[QUESTIONS D'ANALYSE]
1. Recopiez le passage du texte sur l'identité sociale qui commence à « Mais d’autres appartenances » et s'arrête après « que les précédents. ». Remplacez « entretiens » par « récits de vie ».
2. Dressez la liste des autres appartenances qui, d'après le texte sur l'identité sociale, pèsent aussi sur les comportements et les opinions.

[TEXTE]
━━━━
I.22/ PEUT-ON PARLER DE CRISE D'IDENTITE ?

Notion d'identité

Pour un grand nombre de chercheurs en Sciences de l’Education, l’identité sociale est avant tout synonyme de catégorie d’appartenance. Le plus souvent, c'est la C.S.P, c’est-à-dire la Catégorie Socioprofessionnelle qui permet, grâce à des enquêtes nombreuses et répétées, de connaître l’évolution de la structure sociale et les relations statistiques entre cette appartenance jugée importante et un ensemble très large de comportements, attitudes, opinions en matière familiale, professionnelle, religieuse, politique, etc…

La position, exprimée ou non, de ces chercheurs est que cette appartenance « objective » à une catégorie détermine, de manière plus ou moins forte, ce que DURKHEIM appelait « les manières de faire, de sentir et de juger », qu’il considérait comme « des faits sociaux ». De ce fait, il s’agirait de relier ces manières de faire (sentir, penser) à ces appartenances qualifiées de déterminantes.

Pour d’autres chercheurs, l’identité sociale apparaît comme une notion plus ambiguë, dans la mesure où les appartenances sont multiples et où aucune ne peut plus s’imposer, a priori, objectivement, comme principale. Par exemple, le sexe des individus enquêtés ne peut plus aujourd’hui être négligé par les analyses sociologiques. Ou, mieux encore, une femme cadre n’est pas un cadre masculin, a fortiori une formatrice n’est pas un formateur.

Mais d’autres appartenances pèsent aussi sur les comportements et les opinions : l’origine culturelle, le lieu d’habitation, la génération ou les croyances religieuses. En multipliant les variables d’appartenances, on arrive rapidement à une image complexe et brouillée de la société.

Enfin, pour une autre catégorie de chercheurs, la question de l'identité est devenue centrale. Cela explique l’analyse des relations « subjectives » aux catégories d’identification. Ils ont ainsi privilégié d’autres matériaux que les statistiques (les entretiens, notamment), d’autres approches interprétatives (faisant place à la subjectivité) et d’autres problématiques (non déterministes) que les précédents.
━━━━
[DONNÉES ENREGISTRÉES]
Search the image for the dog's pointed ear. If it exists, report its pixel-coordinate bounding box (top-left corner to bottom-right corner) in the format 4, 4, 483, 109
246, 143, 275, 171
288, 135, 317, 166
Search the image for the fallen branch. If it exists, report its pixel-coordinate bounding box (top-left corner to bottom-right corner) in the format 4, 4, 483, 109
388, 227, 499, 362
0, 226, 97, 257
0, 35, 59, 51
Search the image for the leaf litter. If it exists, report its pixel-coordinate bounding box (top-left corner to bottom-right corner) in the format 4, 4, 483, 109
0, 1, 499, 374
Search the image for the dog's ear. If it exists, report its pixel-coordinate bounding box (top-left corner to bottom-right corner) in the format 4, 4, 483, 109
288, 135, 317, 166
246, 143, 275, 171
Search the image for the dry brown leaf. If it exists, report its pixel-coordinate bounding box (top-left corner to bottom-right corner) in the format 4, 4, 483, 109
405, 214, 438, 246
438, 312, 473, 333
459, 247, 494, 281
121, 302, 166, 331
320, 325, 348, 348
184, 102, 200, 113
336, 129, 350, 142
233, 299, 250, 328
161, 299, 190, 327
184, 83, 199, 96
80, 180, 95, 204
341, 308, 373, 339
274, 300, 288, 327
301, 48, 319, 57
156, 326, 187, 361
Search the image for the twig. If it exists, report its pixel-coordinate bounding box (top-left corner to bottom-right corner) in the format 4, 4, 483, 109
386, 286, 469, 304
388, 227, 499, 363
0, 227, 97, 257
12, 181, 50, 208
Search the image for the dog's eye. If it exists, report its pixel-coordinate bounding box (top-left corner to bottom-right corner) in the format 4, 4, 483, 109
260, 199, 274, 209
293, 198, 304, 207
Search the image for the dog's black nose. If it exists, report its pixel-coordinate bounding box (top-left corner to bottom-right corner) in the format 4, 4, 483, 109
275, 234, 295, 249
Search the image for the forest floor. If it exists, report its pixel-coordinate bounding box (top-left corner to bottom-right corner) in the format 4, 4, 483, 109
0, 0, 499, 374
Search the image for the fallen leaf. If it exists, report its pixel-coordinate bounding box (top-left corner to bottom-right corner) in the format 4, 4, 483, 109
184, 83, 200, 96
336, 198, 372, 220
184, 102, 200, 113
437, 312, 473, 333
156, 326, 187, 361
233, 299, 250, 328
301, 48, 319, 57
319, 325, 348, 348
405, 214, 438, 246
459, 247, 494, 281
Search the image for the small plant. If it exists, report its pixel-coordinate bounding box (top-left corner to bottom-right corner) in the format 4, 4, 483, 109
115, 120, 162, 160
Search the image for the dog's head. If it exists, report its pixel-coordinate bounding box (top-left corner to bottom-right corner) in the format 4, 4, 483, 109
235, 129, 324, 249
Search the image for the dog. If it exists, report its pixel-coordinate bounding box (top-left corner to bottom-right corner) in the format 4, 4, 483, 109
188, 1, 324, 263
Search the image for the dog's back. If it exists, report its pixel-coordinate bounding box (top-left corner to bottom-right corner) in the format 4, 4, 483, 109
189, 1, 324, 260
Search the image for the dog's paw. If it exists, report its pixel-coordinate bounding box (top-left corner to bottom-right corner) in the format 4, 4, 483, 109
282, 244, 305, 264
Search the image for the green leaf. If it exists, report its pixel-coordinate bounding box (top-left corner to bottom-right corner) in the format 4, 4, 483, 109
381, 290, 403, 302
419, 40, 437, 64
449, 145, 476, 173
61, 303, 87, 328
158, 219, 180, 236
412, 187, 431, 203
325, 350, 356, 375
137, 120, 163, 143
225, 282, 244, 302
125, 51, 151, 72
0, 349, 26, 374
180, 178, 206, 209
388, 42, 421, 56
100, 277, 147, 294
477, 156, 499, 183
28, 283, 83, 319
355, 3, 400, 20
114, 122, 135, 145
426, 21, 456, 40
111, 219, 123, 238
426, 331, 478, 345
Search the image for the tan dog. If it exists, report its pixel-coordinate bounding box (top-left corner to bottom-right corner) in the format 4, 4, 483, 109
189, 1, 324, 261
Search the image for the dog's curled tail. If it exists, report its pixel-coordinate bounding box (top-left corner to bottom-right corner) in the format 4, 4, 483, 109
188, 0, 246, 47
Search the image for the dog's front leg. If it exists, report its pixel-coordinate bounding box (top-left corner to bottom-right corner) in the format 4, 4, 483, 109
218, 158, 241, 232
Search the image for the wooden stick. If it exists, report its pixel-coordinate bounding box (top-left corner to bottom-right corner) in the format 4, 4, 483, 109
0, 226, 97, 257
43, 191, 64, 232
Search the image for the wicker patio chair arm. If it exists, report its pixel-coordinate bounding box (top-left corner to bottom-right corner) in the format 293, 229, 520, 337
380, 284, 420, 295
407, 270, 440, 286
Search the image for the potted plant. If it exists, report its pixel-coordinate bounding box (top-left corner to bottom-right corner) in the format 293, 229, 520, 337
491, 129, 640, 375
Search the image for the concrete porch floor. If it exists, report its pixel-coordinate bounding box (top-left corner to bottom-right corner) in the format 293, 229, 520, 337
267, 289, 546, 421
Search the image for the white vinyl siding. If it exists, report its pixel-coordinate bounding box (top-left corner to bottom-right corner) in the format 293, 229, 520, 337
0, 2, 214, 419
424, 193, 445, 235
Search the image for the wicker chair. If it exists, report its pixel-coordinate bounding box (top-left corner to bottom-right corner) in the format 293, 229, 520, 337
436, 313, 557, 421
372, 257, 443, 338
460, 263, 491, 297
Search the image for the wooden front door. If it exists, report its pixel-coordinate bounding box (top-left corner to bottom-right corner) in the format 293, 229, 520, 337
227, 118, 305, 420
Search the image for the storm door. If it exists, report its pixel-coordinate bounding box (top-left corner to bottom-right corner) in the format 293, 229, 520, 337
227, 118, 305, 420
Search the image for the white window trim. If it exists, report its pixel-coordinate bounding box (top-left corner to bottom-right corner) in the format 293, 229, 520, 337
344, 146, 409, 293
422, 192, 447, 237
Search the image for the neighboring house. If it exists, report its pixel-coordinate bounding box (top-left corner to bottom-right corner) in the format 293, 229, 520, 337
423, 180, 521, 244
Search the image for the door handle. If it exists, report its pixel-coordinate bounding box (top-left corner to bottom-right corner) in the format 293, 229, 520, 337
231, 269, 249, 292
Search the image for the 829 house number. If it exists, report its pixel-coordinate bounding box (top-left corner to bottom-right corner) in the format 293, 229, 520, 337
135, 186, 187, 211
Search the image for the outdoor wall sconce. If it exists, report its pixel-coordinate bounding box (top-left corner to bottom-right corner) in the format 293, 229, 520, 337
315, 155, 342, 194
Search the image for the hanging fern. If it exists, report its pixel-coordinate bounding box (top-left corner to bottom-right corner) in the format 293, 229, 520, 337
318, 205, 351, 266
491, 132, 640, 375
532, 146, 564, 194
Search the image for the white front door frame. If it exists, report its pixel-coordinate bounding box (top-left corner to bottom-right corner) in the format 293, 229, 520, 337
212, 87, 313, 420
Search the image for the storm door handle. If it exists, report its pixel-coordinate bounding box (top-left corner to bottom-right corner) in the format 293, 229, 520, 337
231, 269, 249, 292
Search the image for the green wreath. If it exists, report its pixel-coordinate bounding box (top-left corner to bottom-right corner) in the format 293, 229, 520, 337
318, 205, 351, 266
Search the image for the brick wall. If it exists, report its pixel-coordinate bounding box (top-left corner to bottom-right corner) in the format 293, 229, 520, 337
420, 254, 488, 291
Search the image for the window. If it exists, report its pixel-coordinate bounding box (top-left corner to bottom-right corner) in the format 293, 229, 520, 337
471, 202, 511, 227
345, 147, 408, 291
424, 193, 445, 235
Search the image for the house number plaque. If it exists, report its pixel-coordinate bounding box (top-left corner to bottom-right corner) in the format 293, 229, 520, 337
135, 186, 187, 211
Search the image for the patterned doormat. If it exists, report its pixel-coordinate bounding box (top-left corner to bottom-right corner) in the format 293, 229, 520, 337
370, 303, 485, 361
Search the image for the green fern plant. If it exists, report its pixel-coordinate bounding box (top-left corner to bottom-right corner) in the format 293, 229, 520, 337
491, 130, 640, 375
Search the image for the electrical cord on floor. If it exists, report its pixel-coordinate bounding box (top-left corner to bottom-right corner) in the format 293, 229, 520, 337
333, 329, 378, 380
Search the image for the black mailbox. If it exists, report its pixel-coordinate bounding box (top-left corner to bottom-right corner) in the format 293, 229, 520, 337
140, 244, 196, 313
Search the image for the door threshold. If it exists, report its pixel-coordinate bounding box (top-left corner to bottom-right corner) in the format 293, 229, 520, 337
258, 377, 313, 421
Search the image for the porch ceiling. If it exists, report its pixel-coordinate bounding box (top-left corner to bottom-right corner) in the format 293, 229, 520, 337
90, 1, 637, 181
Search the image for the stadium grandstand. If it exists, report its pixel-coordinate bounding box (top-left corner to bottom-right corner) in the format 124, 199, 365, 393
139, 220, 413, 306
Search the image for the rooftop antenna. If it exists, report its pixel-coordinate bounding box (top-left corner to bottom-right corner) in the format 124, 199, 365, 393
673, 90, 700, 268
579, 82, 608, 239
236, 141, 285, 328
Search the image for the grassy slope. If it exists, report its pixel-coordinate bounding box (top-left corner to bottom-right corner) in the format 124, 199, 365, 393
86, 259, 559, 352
━━━━
[RÉPONSES ATTENDUES]
1.
Mais d’autres appartenances pèsent aussi sur les comportements et les opinions : l’origine culturelle, le lieu d’habitation, la génération ou les croyances religieuses. En multipliant les variables d’appartenances, on arrive rapidement à une image complexe et brouillée de la société.

Enfin, pour une autre catégorie de chercheurs, la question de l'identité est devenue centrale. Cela explique l’analyse des relations « subjectives » aux catégories d’identification. Ils ont ainsi privilégié d’autres matériaux que les statistiques (les récits de vie, notamment), d’autres approches interprétatives (faisant place à la subjectivité) et d’autres problématiques (non déterministes) que les précédents.

2.
- l'origine culturelle
- le lieu d'habitation
- la génération
- les croyances religieuses